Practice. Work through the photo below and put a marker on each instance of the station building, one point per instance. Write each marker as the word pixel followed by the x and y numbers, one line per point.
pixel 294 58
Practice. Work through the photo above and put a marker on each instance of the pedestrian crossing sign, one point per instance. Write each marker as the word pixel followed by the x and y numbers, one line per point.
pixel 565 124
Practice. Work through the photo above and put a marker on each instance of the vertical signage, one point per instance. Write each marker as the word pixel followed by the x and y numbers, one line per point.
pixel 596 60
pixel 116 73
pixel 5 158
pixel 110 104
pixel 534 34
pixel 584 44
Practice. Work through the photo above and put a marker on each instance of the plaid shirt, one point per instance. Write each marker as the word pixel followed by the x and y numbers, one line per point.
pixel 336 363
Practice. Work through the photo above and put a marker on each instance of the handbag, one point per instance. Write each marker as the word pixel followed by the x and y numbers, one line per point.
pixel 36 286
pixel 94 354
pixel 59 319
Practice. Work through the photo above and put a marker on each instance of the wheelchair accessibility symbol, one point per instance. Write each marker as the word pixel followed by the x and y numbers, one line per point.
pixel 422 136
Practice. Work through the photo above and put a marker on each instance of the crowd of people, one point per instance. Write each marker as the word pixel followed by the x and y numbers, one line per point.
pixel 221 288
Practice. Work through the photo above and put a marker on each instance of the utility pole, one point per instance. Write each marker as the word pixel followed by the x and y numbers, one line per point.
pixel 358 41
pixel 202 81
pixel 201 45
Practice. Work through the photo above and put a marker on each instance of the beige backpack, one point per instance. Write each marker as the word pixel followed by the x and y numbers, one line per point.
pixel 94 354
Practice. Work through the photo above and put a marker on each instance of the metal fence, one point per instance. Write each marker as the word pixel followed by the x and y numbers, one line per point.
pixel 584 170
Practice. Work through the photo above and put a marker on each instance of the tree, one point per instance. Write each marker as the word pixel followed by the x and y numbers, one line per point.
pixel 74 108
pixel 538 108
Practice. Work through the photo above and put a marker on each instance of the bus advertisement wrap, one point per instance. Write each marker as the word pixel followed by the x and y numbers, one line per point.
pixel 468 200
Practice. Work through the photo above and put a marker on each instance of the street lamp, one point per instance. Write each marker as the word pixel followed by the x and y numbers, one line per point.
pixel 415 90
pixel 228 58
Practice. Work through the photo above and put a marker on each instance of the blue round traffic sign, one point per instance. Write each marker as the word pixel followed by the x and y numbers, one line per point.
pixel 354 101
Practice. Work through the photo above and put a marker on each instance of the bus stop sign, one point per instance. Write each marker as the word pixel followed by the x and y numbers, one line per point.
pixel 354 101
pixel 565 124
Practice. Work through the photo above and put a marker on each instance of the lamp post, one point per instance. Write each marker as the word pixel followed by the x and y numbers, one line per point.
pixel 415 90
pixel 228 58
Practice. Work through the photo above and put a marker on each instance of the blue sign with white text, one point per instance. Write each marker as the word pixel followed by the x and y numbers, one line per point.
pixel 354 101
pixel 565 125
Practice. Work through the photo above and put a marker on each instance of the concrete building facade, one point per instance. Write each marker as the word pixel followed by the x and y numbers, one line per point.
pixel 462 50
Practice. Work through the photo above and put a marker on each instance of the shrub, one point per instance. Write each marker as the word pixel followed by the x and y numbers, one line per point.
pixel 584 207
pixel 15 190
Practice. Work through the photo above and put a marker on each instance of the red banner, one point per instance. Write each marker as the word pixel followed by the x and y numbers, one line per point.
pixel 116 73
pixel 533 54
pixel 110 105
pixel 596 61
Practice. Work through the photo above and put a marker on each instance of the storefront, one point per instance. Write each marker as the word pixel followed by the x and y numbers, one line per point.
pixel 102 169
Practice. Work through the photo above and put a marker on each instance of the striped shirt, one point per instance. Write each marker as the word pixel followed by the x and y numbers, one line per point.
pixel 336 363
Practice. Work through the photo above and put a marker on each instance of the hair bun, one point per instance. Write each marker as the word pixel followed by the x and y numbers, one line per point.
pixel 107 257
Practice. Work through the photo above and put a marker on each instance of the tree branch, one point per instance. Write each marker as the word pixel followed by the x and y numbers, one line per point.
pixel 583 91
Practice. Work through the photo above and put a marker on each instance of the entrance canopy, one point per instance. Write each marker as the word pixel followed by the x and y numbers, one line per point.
* * *
Take the line containing "of the striped" and every line after it up to the last line of the listing, and output them exactly, with nothing else.

Practice. Work through the photo above and put a marker on each instance of the striped shirt, one point per instance. Write each marker as the word pixel followed by the x and y numbers, one line per point.
pixel 336 363
Practice. Work through the photo above and put a marker on each instance of the hair bun, one point per instance. Write each marker as the word pixel followed by the x and y numbers, one line per point.
pixel 107 257
Practice. Work through the photo above and put a marker on each instance of the tree branch, one point per instance. Write each marker as the word pixel followed by the x and y numbers, one line per point.
pixel 583 91
Practice. Work through the photo above and put a marker on each instance of the entrance canopy, one point per instance. Write each marker as the word pixel followed by the x and y numbers, one line per point.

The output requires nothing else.